## Dataset records about object locations

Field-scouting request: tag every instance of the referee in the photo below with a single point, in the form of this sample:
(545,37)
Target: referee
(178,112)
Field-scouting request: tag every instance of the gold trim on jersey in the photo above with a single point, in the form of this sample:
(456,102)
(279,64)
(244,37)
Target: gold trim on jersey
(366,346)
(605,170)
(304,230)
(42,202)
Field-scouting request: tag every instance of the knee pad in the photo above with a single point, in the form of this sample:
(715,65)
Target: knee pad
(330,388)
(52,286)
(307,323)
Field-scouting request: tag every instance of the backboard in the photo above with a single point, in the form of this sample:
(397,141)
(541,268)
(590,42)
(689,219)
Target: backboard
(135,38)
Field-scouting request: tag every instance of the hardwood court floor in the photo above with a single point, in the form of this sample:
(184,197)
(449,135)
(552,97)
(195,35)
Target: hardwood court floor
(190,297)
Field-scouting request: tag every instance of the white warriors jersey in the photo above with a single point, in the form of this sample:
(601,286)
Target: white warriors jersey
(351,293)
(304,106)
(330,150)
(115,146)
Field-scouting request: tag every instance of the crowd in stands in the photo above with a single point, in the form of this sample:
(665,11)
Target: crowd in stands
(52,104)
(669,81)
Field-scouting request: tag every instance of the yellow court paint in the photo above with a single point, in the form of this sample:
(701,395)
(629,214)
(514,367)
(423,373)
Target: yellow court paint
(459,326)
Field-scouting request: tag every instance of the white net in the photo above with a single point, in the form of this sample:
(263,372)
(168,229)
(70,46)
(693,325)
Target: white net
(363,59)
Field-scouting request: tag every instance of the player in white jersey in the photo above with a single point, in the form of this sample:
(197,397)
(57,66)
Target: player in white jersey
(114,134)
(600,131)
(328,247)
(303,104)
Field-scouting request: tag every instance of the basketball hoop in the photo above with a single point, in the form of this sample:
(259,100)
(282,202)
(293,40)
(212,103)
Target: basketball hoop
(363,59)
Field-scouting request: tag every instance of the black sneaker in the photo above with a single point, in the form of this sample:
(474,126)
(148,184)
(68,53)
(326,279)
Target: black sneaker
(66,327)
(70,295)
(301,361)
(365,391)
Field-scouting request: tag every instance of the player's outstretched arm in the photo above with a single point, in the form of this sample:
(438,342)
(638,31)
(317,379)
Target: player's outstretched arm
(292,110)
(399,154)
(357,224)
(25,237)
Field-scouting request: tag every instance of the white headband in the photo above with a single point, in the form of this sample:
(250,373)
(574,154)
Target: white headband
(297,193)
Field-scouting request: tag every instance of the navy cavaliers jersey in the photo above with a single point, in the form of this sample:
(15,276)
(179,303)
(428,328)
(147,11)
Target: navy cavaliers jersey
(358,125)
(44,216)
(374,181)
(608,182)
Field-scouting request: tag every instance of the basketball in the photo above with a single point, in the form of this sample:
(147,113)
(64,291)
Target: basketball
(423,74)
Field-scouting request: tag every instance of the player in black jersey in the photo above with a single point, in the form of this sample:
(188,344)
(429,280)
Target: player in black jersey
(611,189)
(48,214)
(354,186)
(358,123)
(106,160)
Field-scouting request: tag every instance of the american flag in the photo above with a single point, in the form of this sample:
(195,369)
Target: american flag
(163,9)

## The exercise
Repeat exactly, and only, the lines of the records above, starting with the line that contains "Field-scouting request: tag every instance of the navy" and ending with the final line, both included.

## Response for this exercise
Field-scouting request: tag every instance of the navy cavaliers jersey in the photo above with a single point, in the form of this sample:
(15,276)
(179,303)
(428,328)
(147,11)
Target: navy cavaliers jersey
(358,125)
(44,216)
(374,181)
(608,182)
Field-scouting request: tag every instance of the basketball in the photo above with a single point, in the form of this sample:
(147,113)
(64,291)
Target: basketball
(423,74)
Field-scouting request: tag every instance of the player in black jersey in the photo above with a single point, in the form of this sample:
(188,344)
(429,280)
Target: player in black jersey
(611,189)
(48,214)
(354,186)
(358,123)
(106,160)
Field-scouting request: tag every instance of the american flag in the photo above with a single point, in the form of this sample:
(195,369)
Target: american flag
(163,9)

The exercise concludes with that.